### Tarefa 1
Diga se cada afirmação concorda com o texto sobre o soldado Ivan Tchônkin: (a) na União Soviética, o relato sobre Tchônkin circulou só de forma clandestina; (b) Tchônkin vai à aldeia de Krásnoie para consertar um aeroplano; (c) a obra de Jaroslav Hašek se passa na segunda guerra mundial. Responda sim ou não e cite entre aspas as palavras do texto que decidem cada caso.
### Tarefa 2
Transcreva do texto sobre o soldado Ivan Tchônkin o trecho que vai de "Mês passado" até "de sua pátria.", com essas palavras incluídas.

### Texto da página
================

A vida e as extraordinárias aventuras do soldado Ivan Tchônkin
Por Joaquim Serra
A vida e as
extraordinárias aventuras do soldado Ivan Tchônkin é uma sátira escrita por um
dissidente soviético. Só essa afirmação já deveria aguçar a curiosidade do
leitor atento às vicissitudes russas já que, como se sabe, os seus mais
célebres escritores nunca agradaram de fato a censura ou os críticos da época. Estes,
enquanto brigavam em um cabo de força para construir a identidade de um povo,
cabia ao escritor russo penetrar nas camadas altas do pensamento filosófico
transformado em uma narrativa quase sem ação ou ir até o mais baixo dos porões,
na mais afastada das aldeias para ver como se comportam os de carne e osso que
vagueiam sobre um mundo desconhecido.
Mês passado
comentei brevemente algumas peças de Gógol. O projeto estético de Vladimir
Voinóvitch, em A vida e as extraordinárias aventuras do soldado Ivan Tchônkin,
recupera boa parte da tradição gogoliana. Também tem fortes ligações com outras
narrativas de guerra como As aventuras do bom soldado Švejk, de Jaroslav Hašek,
um monumento do humor negro que tem como cenário a primeira guerra mundial. Na União
Soviética, o relato acerca do soldado Tchônkin circulou apenas por meio de samizdat
(publicação clandestina) e custou a Vladimir Voinóvitch a saída de sua pátria.
Tudo começa
quando o soldado Ivan Tchônkin é enviado para a aldeia de Krásnoie para tomar
conta de um aeroplano que aí pousara por problemas mecânicos. Tchônkin é um
homem simples, mal sabe ler e se comportar em público (apesar das reprimendas e
insistência dos seus superiores). Encontrou no serviço militar um lugar, antes
de tudo, para sobreviver, já que tem um passado marcado pela miséria. Talvez
para alguns vigiar um aeroplano imóvel poderia pôr em xeque as habilidades
militares que poderiam ser melhor utilizadas, não para o herói de Voinóvitch. Diz
o narrador: “o tempo de Tchônkin não fora dividido e distribuído para qualquer
objetivo nobre; seria apenas para viver e completar o fluxo da vida, sem
extrair dali qualquer conclusão: resumia-se em comer, dormir, beber e atender
às suas necessidades psicológicas ou chamados da natureza”.

================

Dados de localização com um ponto por instância
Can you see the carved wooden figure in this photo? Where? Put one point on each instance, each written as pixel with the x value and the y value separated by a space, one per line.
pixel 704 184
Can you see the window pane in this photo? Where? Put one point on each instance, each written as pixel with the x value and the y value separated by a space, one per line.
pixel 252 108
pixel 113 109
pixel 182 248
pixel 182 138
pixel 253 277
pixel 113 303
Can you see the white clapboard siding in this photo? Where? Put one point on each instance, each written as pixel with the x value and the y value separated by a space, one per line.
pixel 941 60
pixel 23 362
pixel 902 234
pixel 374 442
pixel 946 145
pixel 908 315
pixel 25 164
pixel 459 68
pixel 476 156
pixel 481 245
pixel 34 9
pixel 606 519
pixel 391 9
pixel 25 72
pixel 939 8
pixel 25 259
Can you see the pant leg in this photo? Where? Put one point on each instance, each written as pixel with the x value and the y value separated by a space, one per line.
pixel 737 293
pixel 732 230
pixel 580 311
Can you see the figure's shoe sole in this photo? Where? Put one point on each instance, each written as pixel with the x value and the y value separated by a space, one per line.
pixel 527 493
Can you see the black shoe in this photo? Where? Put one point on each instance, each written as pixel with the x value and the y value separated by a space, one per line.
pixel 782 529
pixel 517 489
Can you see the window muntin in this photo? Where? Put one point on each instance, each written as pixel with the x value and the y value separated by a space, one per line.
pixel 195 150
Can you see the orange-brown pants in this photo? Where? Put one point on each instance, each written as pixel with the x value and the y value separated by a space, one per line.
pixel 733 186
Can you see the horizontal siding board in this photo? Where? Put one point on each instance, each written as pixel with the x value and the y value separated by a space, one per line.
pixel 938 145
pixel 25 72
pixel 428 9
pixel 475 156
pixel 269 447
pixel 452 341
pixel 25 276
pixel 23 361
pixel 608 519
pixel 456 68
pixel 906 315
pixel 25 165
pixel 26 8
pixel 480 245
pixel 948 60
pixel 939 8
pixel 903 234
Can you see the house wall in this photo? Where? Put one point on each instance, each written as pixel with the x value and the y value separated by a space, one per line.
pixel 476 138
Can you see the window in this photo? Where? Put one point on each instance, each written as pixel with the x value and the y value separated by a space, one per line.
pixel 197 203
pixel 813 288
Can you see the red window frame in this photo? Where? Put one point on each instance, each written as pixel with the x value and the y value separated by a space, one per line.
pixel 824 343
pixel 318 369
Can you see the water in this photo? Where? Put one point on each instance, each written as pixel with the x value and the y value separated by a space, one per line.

================

### Resposta 1
(a) Sim: "o relato acerca do soldado Tchônkin circulou apenas por meio de samizdat (publicação clandestina)".
(b) Não: "para tomar conta de um aeroplano que aí pousara por problemas mecânicos".
(c) Não: "tem como cenário a primeira guerra mundial".

### Resposta 2
Mês passado
comentei brevemente algumas peças de Gógol. O projeto estético de Vladimir
Voinóvitch, em A vida e as extraordinárias aventuras do soldado Ivan Tchônkin,
recupera boa parte da tradição gogoliana. Também tem fortes ligações com outras
narrativas de guerra como As aventuras do bom soldado Švejk, de Jaroslav Hašek,
um monumento do humor negro que tem como cenário a primeira guerra mundial. Na União
Soviética, o relato acerca do soldado Tchônkin circulou apenas por meio de samizdat
(publicação clandestina) e custou a Vladimir Voinóvitch a saída de sua pátria.